Records for the task:
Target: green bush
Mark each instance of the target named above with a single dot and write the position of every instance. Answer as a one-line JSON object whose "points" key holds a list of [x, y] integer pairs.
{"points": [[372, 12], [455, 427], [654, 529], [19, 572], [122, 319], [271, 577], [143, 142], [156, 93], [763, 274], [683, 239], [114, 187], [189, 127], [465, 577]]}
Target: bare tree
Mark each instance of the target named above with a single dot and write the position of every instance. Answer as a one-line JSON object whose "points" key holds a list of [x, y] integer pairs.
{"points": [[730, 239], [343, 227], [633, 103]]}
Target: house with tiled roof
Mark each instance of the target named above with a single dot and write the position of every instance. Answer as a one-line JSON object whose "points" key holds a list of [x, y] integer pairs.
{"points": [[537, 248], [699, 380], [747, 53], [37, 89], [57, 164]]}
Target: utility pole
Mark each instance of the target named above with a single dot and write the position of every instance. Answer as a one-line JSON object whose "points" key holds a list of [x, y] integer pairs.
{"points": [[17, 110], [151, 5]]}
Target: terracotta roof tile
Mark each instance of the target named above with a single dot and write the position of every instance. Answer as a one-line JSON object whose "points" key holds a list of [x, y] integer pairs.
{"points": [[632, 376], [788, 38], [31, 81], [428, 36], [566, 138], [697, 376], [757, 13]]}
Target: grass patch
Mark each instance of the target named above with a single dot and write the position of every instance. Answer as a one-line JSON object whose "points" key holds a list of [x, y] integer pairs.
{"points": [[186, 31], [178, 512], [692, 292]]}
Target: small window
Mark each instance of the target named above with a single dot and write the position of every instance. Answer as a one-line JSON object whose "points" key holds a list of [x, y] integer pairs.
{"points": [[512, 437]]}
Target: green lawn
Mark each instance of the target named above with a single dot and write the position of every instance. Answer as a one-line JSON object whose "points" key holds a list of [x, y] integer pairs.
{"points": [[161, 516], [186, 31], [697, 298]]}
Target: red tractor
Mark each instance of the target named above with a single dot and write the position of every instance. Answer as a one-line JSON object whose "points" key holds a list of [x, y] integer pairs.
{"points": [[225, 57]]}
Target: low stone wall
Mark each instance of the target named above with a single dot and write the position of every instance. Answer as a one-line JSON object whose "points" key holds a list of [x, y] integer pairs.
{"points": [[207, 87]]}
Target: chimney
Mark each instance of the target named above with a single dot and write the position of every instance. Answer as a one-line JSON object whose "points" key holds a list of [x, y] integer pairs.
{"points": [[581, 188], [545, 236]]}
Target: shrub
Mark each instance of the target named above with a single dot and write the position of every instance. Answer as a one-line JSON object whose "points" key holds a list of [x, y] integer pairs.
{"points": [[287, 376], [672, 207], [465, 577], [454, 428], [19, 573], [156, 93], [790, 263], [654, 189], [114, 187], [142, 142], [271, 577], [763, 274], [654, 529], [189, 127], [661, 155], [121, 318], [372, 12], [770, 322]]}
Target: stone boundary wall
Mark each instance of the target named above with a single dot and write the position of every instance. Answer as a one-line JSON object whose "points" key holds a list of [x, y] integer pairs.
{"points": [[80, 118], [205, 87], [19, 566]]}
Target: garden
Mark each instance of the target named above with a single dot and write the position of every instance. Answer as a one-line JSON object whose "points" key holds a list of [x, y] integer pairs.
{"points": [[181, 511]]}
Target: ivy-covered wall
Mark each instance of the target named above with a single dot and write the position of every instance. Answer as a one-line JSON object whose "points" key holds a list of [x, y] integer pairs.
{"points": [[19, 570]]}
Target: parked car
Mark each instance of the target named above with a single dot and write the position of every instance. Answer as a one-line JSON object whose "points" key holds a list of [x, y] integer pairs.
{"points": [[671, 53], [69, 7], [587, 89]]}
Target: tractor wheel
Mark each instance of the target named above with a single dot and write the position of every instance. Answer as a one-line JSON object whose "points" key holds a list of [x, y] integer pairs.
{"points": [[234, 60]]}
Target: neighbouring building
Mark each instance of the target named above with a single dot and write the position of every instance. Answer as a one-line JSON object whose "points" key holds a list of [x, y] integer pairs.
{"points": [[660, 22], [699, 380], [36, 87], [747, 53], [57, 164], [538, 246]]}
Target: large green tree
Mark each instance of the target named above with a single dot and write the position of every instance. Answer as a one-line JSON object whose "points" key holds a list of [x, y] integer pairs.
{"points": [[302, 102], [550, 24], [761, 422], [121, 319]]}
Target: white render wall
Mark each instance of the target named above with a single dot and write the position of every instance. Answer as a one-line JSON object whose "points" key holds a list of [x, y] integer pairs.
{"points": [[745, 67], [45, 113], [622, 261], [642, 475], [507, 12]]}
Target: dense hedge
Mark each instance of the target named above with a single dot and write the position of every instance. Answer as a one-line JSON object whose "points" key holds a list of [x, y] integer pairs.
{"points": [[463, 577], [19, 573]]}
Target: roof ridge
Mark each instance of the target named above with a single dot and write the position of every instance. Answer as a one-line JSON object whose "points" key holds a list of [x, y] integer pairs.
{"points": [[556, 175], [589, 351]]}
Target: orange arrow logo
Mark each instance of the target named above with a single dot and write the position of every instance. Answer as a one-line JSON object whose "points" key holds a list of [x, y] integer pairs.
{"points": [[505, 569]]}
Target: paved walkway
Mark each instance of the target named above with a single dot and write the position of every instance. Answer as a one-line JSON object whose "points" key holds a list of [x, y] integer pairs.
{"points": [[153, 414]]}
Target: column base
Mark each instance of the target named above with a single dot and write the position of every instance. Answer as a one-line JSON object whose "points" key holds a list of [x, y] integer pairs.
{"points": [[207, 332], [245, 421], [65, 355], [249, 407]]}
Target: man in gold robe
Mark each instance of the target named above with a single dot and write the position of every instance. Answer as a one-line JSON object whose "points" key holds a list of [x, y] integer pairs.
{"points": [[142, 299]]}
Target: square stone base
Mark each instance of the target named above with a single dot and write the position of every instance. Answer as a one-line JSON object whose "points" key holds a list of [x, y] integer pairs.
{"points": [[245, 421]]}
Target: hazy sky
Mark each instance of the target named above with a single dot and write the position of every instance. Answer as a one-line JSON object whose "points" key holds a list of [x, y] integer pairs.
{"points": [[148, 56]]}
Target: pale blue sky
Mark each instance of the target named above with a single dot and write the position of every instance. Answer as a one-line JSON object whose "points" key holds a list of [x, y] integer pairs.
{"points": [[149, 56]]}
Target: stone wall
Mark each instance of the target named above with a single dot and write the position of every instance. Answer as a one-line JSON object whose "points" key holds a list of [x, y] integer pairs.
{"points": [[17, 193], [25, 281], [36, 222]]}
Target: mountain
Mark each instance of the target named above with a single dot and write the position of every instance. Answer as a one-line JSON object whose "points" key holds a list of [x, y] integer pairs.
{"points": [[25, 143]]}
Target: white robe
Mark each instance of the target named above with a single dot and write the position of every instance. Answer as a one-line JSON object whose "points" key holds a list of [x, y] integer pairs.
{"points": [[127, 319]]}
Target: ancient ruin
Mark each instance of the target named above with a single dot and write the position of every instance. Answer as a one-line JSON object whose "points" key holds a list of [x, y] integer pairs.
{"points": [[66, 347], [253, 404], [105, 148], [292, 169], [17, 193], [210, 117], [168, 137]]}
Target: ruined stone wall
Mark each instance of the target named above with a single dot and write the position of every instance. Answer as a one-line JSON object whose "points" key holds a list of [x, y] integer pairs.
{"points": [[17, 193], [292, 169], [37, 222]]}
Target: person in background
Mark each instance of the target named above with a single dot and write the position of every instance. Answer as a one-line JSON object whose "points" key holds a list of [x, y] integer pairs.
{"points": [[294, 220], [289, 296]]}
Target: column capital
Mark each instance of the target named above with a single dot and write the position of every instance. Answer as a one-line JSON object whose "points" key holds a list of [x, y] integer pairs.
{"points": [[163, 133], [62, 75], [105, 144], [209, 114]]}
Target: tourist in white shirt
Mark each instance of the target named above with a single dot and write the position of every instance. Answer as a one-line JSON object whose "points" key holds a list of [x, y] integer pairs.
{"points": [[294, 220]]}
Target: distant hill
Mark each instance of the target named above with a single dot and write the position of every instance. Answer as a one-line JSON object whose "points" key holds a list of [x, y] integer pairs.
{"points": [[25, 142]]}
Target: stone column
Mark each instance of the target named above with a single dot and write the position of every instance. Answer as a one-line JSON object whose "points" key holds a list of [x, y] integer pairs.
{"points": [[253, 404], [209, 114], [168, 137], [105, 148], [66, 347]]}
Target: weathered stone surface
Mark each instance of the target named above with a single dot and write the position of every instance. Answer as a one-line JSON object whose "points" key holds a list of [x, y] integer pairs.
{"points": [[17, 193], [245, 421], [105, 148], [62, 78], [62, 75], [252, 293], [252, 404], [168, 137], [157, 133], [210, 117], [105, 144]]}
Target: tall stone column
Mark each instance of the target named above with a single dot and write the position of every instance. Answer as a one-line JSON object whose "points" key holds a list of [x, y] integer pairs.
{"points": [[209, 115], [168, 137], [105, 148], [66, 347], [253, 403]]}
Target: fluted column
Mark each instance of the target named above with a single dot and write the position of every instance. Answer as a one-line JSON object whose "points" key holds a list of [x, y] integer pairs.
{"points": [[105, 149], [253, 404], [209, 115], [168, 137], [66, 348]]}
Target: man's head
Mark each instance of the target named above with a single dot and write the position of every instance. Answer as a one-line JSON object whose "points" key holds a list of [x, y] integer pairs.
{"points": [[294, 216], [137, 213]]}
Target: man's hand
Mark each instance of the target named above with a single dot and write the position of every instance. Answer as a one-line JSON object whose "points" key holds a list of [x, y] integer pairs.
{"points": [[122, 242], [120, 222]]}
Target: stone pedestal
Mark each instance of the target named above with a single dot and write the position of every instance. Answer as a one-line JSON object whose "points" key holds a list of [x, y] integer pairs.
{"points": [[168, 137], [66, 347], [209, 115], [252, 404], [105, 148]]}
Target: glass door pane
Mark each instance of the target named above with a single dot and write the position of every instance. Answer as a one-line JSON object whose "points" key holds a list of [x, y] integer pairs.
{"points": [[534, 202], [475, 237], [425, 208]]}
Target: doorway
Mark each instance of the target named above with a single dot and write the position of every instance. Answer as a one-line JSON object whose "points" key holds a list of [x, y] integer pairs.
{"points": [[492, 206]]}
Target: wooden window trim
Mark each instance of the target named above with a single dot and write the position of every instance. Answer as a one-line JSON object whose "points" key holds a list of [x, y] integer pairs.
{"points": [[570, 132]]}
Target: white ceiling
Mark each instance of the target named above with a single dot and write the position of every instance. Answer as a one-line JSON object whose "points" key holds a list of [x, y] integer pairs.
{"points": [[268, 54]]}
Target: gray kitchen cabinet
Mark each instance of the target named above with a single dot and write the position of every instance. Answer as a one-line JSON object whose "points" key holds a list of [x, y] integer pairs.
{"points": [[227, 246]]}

Task directions: Return, word for word, every line of the records from the line containing "Target: wooden window trim" through the final line, including both.

Result of this exercise:
Target: wooden window trim
Mark each instance of the target named above with a single dot and write the position of every instance. Answer as a one-line JSON object whose "points" key holds a list of [x, y] integer pairs.
{"points": [[570, 132]]}
Target: white ceiling
Mark each instance of the target named above with a single dot and write the position of every instance. Answer as a one-line JSON object whose "points" key holds a list of [x, y] integer pairs.
{"points": [[268, 54]]}
Target: gray kitchen cabinet
Mark each instance of the target named above with a single dot and write the position of every instance. Answer as a one-line JSON object whose "points" key holds a list of [x, y] integer pairs.
{"points": [[227, 246]]}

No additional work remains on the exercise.